## What is expected
Reproduce the records below verbatim, omitting the pictures from your reply.

━━━━━ Excerpted data ━━━━━

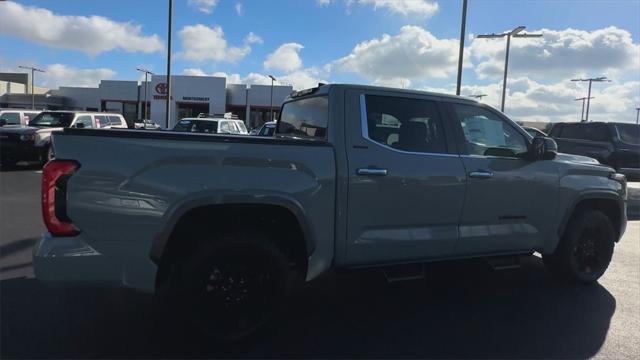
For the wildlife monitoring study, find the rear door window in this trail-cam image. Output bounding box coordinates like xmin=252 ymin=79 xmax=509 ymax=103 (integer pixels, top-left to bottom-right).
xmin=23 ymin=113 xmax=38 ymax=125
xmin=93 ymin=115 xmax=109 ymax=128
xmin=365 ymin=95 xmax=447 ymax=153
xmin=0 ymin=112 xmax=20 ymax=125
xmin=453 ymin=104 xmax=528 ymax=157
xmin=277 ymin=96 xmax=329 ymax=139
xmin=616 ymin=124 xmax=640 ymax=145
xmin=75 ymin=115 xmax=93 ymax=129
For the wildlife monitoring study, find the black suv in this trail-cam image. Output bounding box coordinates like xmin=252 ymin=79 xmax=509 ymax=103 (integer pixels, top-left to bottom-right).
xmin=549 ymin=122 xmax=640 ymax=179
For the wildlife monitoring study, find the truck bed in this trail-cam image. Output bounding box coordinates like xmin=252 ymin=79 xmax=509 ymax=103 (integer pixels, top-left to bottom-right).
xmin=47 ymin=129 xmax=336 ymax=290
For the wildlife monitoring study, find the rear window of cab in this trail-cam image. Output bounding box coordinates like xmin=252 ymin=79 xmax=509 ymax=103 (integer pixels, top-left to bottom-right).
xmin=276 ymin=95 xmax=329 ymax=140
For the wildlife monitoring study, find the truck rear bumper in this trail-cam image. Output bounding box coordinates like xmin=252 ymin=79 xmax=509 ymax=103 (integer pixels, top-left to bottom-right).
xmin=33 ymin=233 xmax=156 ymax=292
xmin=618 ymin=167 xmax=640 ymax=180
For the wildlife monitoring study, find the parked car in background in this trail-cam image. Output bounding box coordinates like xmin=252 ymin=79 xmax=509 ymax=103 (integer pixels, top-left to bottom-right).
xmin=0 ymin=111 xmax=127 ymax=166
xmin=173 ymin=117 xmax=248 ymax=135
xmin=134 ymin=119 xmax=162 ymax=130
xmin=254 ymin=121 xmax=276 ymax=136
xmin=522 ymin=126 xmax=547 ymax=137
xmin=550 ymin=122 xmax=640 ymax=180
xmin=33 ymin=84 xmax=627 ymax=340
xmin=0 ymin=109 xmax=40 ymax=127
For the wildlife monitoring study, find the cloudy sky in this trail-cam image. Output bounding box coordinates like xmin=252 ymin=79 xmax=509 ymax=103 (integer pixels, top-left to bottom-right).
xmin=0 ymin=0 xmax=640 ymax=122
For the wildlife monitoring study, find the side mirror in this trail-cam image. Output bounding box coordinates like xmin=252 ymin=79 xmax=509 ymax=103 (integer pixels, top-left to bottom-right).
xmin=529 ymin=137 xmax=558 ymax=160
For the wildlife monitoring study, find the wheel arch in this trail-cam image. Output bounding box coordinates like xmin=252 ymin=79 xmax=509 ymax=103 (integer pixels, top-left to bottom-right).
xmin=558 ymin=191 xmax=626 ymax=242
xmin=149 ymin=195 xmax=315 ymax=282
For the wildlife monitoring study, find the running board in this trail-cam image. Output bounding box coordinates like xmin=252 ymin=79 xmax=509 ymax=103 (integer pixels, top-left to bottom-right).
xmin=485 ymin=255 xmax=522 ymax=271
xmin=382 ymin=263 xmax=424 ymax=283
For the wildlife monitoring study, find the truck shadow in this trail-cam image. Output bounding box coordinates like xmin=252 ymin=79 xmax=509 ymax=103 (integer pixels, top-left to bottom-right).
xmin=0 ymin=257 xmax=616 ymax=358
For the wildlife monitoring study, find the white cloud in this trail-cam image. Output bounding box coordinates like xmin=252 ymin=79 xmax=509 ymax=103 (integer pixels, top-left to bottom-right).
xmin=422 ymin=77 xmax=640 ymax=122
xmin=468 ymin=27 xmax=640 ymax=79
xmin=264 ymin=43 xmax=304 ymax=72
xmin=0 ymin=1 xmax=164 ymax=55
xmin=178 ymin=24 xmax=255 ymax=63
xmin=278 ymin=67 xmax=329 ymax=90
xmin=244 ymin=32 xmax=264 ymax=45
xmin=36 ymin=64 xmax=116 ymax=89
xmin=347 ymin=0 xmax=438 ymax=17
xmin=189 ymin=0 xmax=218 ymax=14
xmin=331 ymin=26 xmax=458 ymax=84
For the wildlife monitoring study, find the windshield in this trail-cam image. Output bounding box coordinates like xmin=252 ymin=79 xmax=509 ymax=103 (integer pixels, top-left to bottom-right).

━━━━━

## Finished answer
For the wildlife monitoring study, find the rear door window in this trail-cam image. Output bounding box coordinates like xmin=252 ymin=79 xmax=509 ymax=103 (integer pixels, top-left to bottom-right).
xmin=23 ymin=113 xmax=38 ymax=125
xmin=93 ymin=115 xmax=109 ymax=128
xmin=365 ymin=95 xmax=447 ymax=153
xmin=0 ymin=112 xmax=20 ymax=125
xmin=453 ymin=104 xmax=528 ymax=157
xmin=277 ymin=96 xmax=329 ymax=139
xmin=616 ymin=124 xmax=640 ymax=145
xmin=75 ymin=115 xmax=93 ymax=129
For the wildlife monitoring study, find the black suv in this trail-cam image. Output bounding box coordinates like xmin=252 ymin=79 xmax=509 ymax=103 (integer pixels, top-left to bottom-right).
xmin=549 ymin=122 xmax=640 ymax=179
For the wildlife monitoring study, find the truck bed in this trail-cam image. Output bounding box coordinates like xmin=252 ymin=79 xmax=509 ymax=103 (integer pixels, top-left to bottom-right).
xmin=47 ymin=129 xmax=336 ymax=290
For the wildlife monitoring study, find the rear window of cab in this trail-cam image. Output bounding box coordinates like xmin=252 ymin=79 xmax=509 ymax=103 (integer pixels, top-left to bottom-right).
xmin=276 ymin=95 xmax=329 ymax=140
For the wildlife monitoring study, find the truck rear bumper in this trail-cam image. Output bounding box coordinates like xmin=252 ymin=79 xmax=509 ymax=103 (integer pixels, top-left to bottom-right).
xmin=33 ymin=233 xmax=156 ymax=292
xmin=618 ymin=167 xmax=640 ymax=180
For the wildlife monitoring study, find the parked car in background in this trail-cam image. Output bounding box coordinates like xmin=252 ymin=79 xmax=509 ymax=103 (integer pixels, top-left to bottom-right).
xmin=0 ymin=111 xmax=127 ymax=166
xmin=173 ymin=117 xmax=248 ymax=135
xmin=134 ymin=119 xmax=162 ymax=130
xmin=254 ymin=121 xmax=276 ymax=136
xmin=522 ymin=126 xmax=547 ymax=137
xmin=550 ymin=122 xmax=640 ymax=180
xmin=33 ymin=84 xmax=627 ymax=340
xmin=0 ymin=109 xmax=40 ymax=127
For the wildlife monitoring study, find the cloudy sky in this trail-cam image. Output bounding box coordinates like xmin=252 ymin=79 xmax=509 ymax=103 (integer pixels, top-left to bottom-right).
xmin=0 ymin=0 xmax=640 ymax=122
For the wildlife monitoring study, find the side mirror in this trail-cam image. Output bounding box coordinates like xmin=252 ymin=79 xmax=509 ymax=103 (integer pixels, top-left to bottom-right).
xmin=529 ymin=137 xmax=558 ymax=160
For the wildlife monitoring study, find the wheel arch in this trail-cam image. Output bounding box coordinates like xmin=252 ymin=79 xmax=509 ymax=103 (integer pixels, top-left to bottom-right).
xmin=558 ymin=191 xmax=626 ymax=242
xmin=149 ymin=195 xmax=315 ymax=282
For the wildlife monitoring study, find the running board in this trail-cam image. Output bounding box coordinates like xmin=252 ymin=79 xmax=509 ymax=103 (integer pixels, top-left to bottom-right).
xmin=485 ymin=255 xmax=522 ymax=271
xmin=382 ymin=263 xmax=424 ymax=283
For the wildlife monitoring study, find the truck shadow in this trail-cam image. Output bounding box coordinates like xmin=252 ymin=79 xmax=509 ymax=103 (integer pixels, top-left to bottom-right).
xmin=0 ymin=257 xmax=616 ymax=358
For the wildlife monitoring study, find the white cloud in this trail-cam image. Output bounding box coordinates like xmin=252 ymin=79 xmax=509 ymax=103 (integer pixels, top-left to bottom-right).
xmin=422 ymin=77 xmax=640 ymax=122
xmin=468 ymin=27 xmax=640 ymax=79
xmin=264 ymin=43 xmax=304 ymax=72
xmin=0 ymin=1 xmax=164 ymax=55
xmin=178 ymin=24 xmax=255 ymax=63
xmin=278 ymin=67 xmax=329 ymax=90
xmin=244 ymin=32 xmax=264 ymax=45
xmin=36 ymin=64 xmax=116 ymax=89
xmin=347 ymin=0 xmax=438 ymax=17
xmin=189 ymin=0 xmax=218 ymax=14
xmin=331 ymin=26 xmax=458 ymax=84
For the wildlife monitoring study, find the windshield in this trail-cam image. Output bounding box coordinates like xmin=252 ymin=79 xmax=509 ymax=103 (integer pixels, top-left to bottom-right).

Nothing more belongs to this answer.